Durante anos e anos, diversos modelos e materiais foram testados. Todos sem muito sucesso. O início da mudança ocorreu com as primeiras valvas formadas por pericárdio bovino ou suíno, em 1974.
No início, eram produzidas de forma artesanal e, somente posteriormente, começaram a ser fabricadas industrialmente em condições adequadas de esterilização e conservação, e são largamente utilizadas até hoje (as famosas próteses biológicas).
Após diversos aprimoramentos, nos anos 80 começaram a ser utilizadas valvas de disco pivotante, preso a um anel rígido, permitindo aberturas de 50 a 80 graus, em relação ao plano do anel (ex.: Bjork-Shiley, Lillehei-Kaster, Omnicience, Medtronic-Hall e a de Hall-Kaster são exemplos de modelos, alguns até hoje utilizados).
Nesses anos, houve um fluxo enorme de trocas valvares, o que possibilitou uma maior avaliação sobre o desempenho clínico precoce e duradouro das próteses valvares.
– Os anos 1990:
Meio século após as primeiras tentativas de tratar lesões valvares, várias das mais variadas dúvidas sobre o tratamento cirúrgico dessas condições já haviam sido respondidas.
– Dias atuais:
No momento, as técnicas e próteses utilizadas na troca valvar são muito mais rebuscadas do que se foi no passado, como podemos ver. Apesar disso, ainda temos muitos problemas e desafios a serem enfrentados envolvendo a troca valvar.
O fato é que, se bem indicada, a troca valvar pode realmente salvar vidas e fornecer uma qualidade muito maior para os pacientes sintomáticos e sob risco.
Cada vez mais utilizamos e conhecemos técnicas menos invasivas e que podem ser indicadas para um grupo seleto de pacientes com menor taxa de complicações e intercorrências futuras. Essas são as técnicas percutâneas, como a substituição da valva aótica por cateter (mais conhecida como TAVI ou TAVR).
Outra de grande importância, com resultados animadores e sendo minimamente invasiva, é o dispositivo conhecido como “MitraClip” (bem indicada em alguns casos de regurgitação mitral – é como se “grampeássemos” a valva mitral, restando uma pequena estenose valvar).

→ Material fornecido

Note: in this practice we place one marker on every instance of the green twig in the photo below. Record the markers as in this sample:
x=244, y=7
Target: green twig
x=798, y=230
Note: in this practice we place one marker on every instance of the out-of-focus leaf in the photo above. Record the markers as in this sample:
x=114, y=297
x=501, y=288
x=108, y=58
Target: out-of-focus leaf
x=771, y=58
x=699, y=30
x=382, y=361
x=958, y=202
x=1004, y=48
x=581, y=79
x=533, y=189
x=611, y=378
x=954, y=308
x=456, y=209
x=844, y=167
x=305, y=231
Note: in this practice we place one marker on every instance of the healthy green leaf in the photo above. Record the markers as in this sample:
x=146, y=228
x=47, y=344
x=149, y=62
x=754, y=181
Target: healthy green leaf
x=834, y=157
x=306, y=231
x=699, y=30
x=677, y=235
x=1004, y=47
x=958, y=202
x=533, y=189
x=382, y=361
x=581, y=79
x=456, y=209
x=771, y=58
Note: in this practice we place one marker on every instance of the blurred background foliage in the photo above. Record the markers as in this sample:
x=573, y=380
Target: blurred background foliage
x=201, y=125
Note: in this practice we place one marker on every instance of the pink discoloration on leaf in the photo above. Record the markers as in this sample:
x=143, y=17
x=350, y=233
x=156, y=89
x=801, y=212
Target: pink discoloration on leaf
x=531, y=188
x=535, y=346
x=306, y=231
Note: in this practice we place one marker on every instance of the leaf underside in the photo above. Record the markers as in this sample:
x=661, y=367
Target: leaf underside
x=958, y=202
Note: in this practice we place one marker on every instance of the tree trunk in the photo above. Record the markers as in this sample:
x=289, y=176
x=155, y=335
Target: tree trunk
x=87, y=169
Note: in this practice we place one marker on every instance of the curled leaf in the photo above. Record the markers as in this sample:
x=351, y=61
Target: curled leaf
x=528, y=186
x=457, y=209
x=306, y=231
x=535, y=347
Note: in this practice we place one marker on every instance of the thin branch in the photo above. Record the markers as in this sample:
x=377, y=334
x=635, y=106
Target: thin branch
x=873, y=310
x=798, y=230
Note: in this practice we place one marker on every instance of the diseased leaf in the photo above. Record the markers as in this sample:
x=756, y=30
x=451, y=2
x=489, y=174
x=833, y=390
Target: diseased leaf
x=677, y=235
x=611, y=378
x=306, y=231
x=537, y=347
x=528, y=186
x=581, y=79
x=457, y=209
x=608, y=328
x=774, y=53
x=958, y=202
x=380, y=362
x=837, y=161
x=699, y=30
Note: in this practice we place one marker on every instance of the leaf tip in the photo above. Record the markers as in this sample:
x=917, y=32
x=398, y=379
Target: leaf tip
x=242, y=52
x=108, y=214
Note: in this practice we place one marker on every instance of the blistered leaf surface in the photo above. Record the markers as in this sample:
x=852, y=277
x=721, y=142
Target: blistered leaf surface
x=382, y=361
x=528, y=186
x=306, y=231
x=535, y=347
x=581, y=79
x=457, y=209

→ Seu objetivo
Dê continuidade ao texto sobre a história da troca de valvas cardíacas, começando logo após a última frase apresentada.

→ Resposta do exercício
Há a esperança de cada vez mais dispositivos como esses sejam descobertos e empregados na Medicina. No entanto, acredito que alguns pacientes ainda terão indicações para as próteses valvares tradicionais por intervenção cirúrgica. Fica a esperança da descoberta de novas próteses com menor taxa de complicações.
QUAIS SÃO OS TIPOS DE PRÓTESES VALVARES, SUAS VANTAGENS E DESVANTAGENS EM COMPARAÇÃO UMA COM A OUTRA?
– Próteses biológicas:
. Vantagens: é uma prótese mais “segura” no que diz respeito ao risco de formação de trombos; menor tempo de anticoagulação contínua; tratamento de mais fácil adesão.
. Desvantagens: necessidade de troca da prótese mais precocemente por sofrerem degeneração, com durabilidade variando a depender de qual topografia é implantada (aórtica, mitral), podendo durar de 10 a 15 anos. Dependendo da idade do paciente, isso significa 1 ou 2 reoperações durante a vida.
– Próteses mecânicas:
. Vantagens: mais duradoura do que a biológica, podendo durar por toda a vida, em alguns casos. Portanto, geralmente necessita menos de uma reoperação por desgaste da própria valva.
. Desvantagens: necessita de anticoagulação por toda a vida, e com vigilância intensiva sobre o alvo do INR. Isso possibilita maior falha de adesão, maior carga trombótica do próprio dispositivo, maior taxa de sangramentos como efeitos adversos do anticoagulante.
GUILHERME, ENTÃO QUAL PRÓTESE DEVO ESCOLHER PARA O MEU PACIENTE?
Talvez essa seja uma das principais dúvidas quando o assunto é troca valvar. Muitas vezes tanto para o médico quanto para o paciente. Não há uma resposta totalmente correta, a não ser em raras exceções.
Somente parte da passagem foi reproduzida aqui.